** start Dataset content **

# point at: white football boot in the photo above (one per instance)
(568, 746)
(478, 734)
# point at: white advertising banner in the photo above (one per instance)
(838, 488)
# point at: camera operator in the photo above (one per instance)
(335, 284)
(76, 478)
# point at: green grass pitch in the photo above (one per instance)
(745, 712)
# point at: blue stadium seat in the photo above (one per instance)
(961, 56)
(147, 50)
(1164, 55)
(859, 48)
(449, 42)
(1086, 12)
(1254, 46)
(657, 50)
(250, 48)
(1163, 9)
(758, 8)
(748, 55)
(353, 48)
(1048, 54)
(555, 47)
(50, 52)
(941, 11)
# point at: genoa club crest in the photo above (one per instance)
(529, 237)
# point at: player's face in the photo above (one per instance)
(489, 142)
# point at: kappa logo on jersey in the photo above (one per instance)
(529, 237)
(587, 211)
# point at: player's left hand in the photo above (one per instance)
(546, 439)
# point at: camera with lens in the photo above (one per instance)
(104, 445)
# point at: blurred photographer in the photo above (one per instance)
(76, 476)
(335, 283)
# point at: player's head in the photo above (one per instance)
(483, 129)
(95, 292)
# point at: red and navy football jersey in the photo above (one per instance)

** end Dataset content **
** start Dataset content **

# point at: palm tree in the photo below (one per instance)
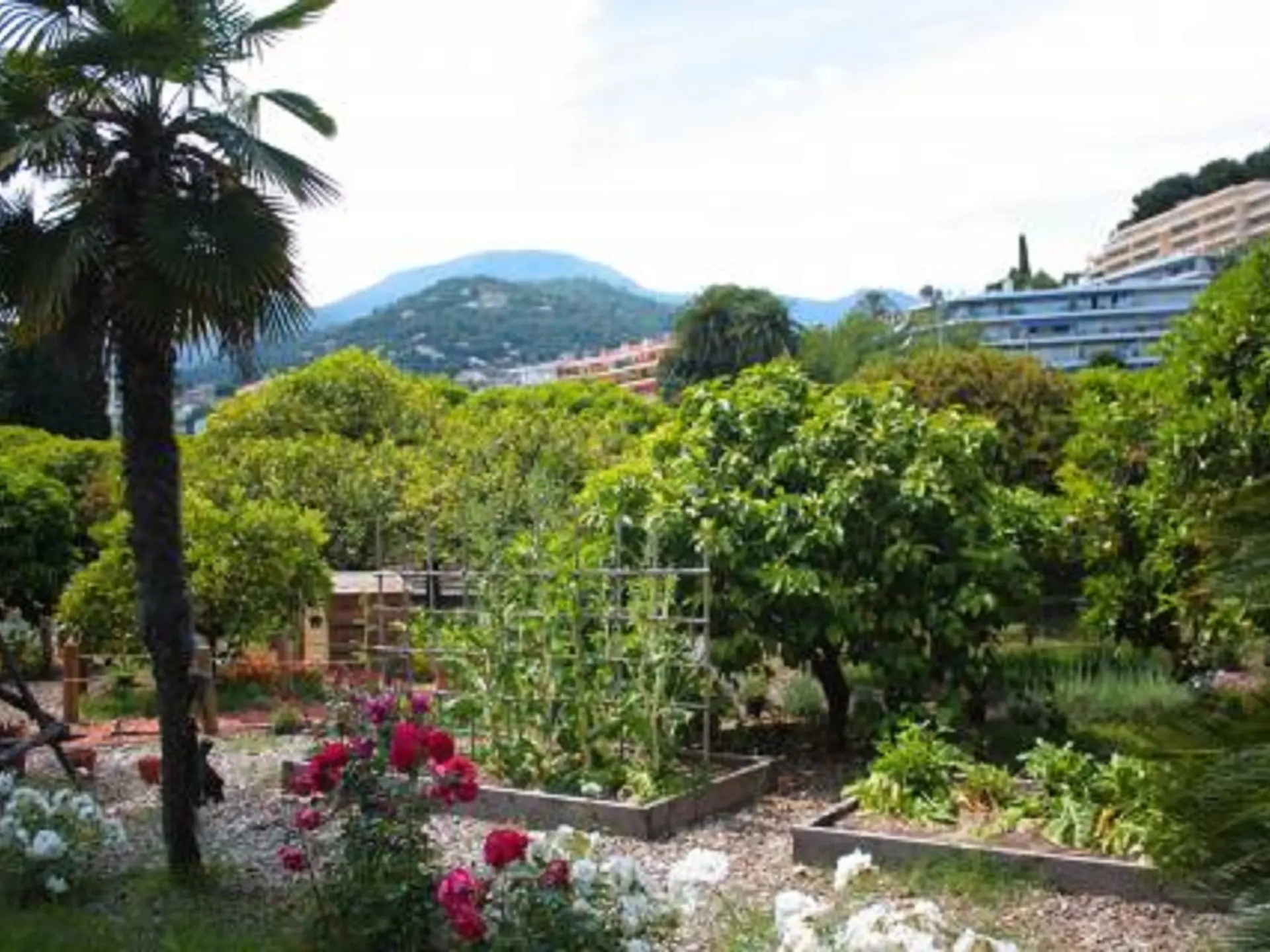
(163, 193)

** end Dataset content **
** start Dataset content **

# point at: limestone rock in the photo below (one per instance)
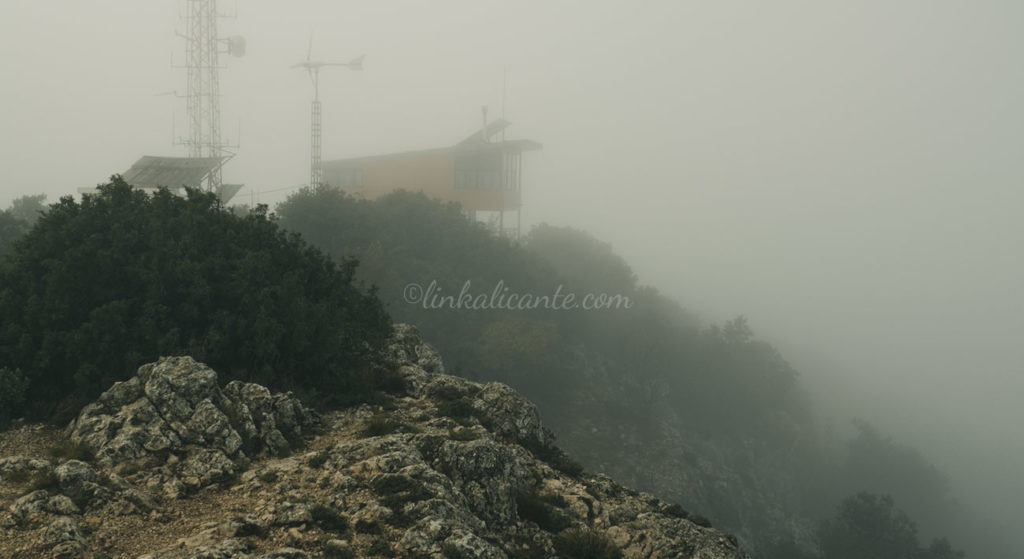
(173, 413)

** end Dataset content **

### Direction:
Arrange the records from the line containing "# point at: player's left" through the line containing "# point at: red", both included, as a JSON list of strings with one string per line and blank lines omitted.

### Exercise answer:
[
  "# point at: player's left hand in the photo above (one per instance)",
  "(546, 439)",
  "# point at: camera with lens in the photo above (one per instance)",
  "(104, 445)",
  "# point at: blurred photographer in the photo above (one per instance)",
  "(76, 476)",
  "(335, 283)",
  "# point at: player's head in the photo above (one per instance)",
  "(483, 129)",
  "(95, 292)",
  "# point at: red and navy football jersey in the photo above (one per instance)"
]